▸ Фрагмент источника
Азбука индуизма — страница 27 из 31


СПАСЕНИЕ, ДОСТУПНОЕ ВСЕМ

Разделяя это мировоззрение, более приемлемое для человеческого разума, чем то, что предлагается всеми неведантистскими религиями,

духовный искатель свободен в выборе образа божества, или аватары, или Мирового Учителя. Любой религиозный символ, личность или божество, принимаемые с абсолютной верой как проявление Верховного Существа, приведут искателя к реализации его сущности как Духа и к обретению спасения в Брахмане. Спасение — это верная и несомненная цель каждого воплощенного существа, достигшего степени чистоты ума, необходимой для практики бхакти и джняны. Для тех, кто не принимает никакого символа веры, не поклоняется какой-либо духовной индивидуальности или божеству, нет угрозы проклятия. Бесчисленны пути (сампрадайи), которые открыты Верховным Существом для ищущих душ. Любой путь достаточно хорош для спасения, если он принимается с абсолютной верой, и если его учения устремляют к самоотречению, преданности и самопожертвованию.

Существует много сампрадай, или теологических традиций, которые следуют культам, основанным на мировоззрении веданты. Таковы культы Вишну, Шивы и Божественной Матери, каждый из которых имеет несколько субкультов, со своими разновидностями культовых божеств, форм поклонения и медитации. Нет препятствий к тому, чтобы добавить к ним любые другие культы, например, культы Христа или Будды. В наше время среди последователей мировоззрения веданты широко распространяется культ Рамакришны. Для духовно устремленных последователей любого культа в веданте разработаны три вида садханы, известные как карма-йога, бхакти-йога и джняна-йога. Тот, кто серьезно стремится к духовному продвижению, должен пройти духовную практику, основанную на одной из этих или других йог, или на сочетании их всех. Священные писания веданты предупреждают человека снова и снова, что если он не практикует какую-либо садхану для своего духовного совершенствования, его драгоценная человеческая жизнь оказывается утраченной возможностью, которую трудно получить снова. Таким образом, согласно веданте, религия абсолютно необходима человеку, если он хочет прожить истинно человеческую жизнь.

▸ Исходные данные
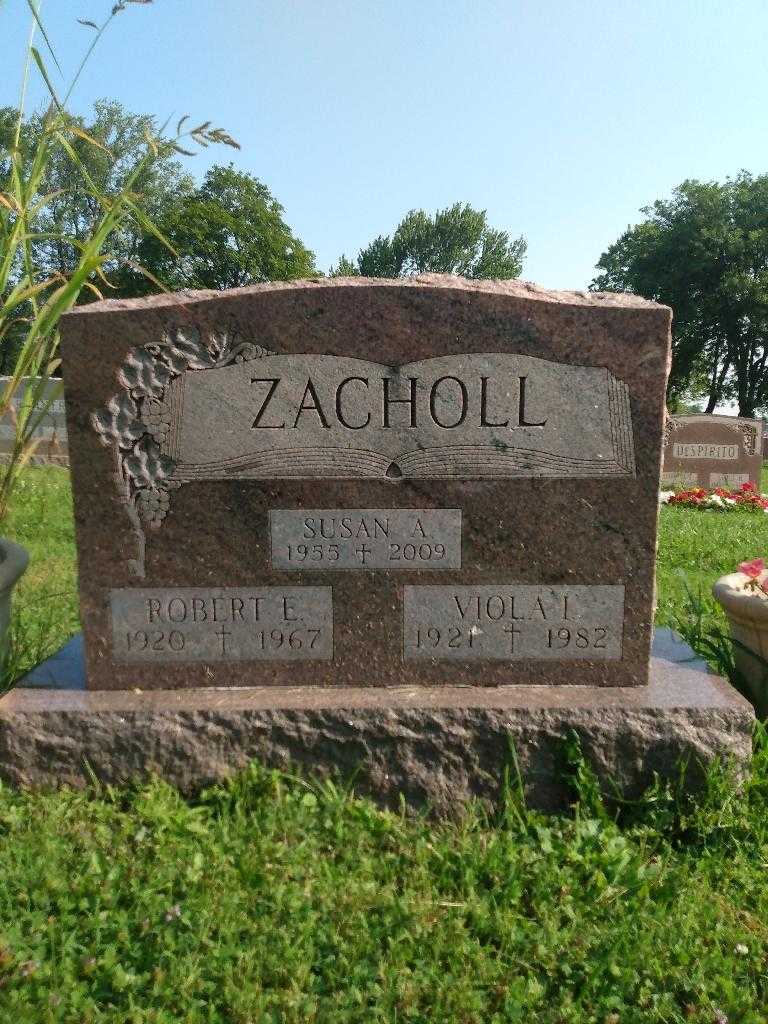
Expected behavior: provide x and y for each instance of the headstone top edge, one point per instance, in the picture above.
(714, 418)
(514, 289)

▸ Что сделать
1. Согласуются ли с отрывком о спасении следующие утверждения? (a) Тем, кто не принимает никакого символа веры, грозит проклятие. (b) В веданте разработаны три вида садханы. (c) Культы Христа или Будды нельзя добавить к культам, основанным на мировоззрении веданты. На каждое ответьте «да» или «нет» и приведите решающие слова отрывка дословно.
2. Продолжите отрывок о спасении, начав сразу после его последнего предложения.

▸ Решённые задания
1.
(a) Нет: «Для тех, кто не принимает никакого символа веры, не поклоняется какой-либо духовной индивидуальности или божеству, нет угрозы проклятия».
(b) Да: «в веданте разработаны три вида садханы, известные как карма-йога, бхакти-йога и джняна-йога».
(c) Нет: «Нет препятствий к тому, чтобы добавить к ним любые другие культы, например, культы Христа или Будды».

2.
Мадрас, апрель 1981

Свами Тапасьянанда

Послесловие

Индуизм, как и сама Индия, при первом приближении производит впечатление ошеломляющее. На неподготовленного пришельца из христианского мира обрушивается с пронзительным пением раковин, грохотом барабанов и мелодичным позвякиванием колокольчиков совершенно непонятный, чудовищный и прекрасный, огромный как Вселенная хаос инопланетной цивилизации. Под ярким расплавленным солнцем, на кирпично-красной земле разворачивается грандиозное действо, длящееся уже несколько тысяч лет — и обычный аэрофлотовский самолет, из которого вы только что вышли, представляется попеременно то машиной времени, то космическим кораблем, доставившим вас в совсем иное пространство, в незнакомое нам измерение.

Здесь сочетается несочетаемое. Храм как учебник сексуального наслаждения; шумный и многолюдный базар как арена жесточайшей аскезы; пляшущие многорукие боги со звериными мордами и люди, сидящие перед ними в глубокой тишине медитации — и, как вершина всего, мутный многоводный Ганг, воду которого благоговейно пьют и грязные нищие, и европеизированные бизнесмены, не замечая того, что рядом кто-то ныряет, кто-то полощет мыльное белье, кто-то чистит зубы, не замечая и того, что воды эти с одинаковой вечной меланхоличностью несут на себе и алые лепестки принесенных в жертву цветов, и раздувшиеся до неузнаваемости холодные трупы животных.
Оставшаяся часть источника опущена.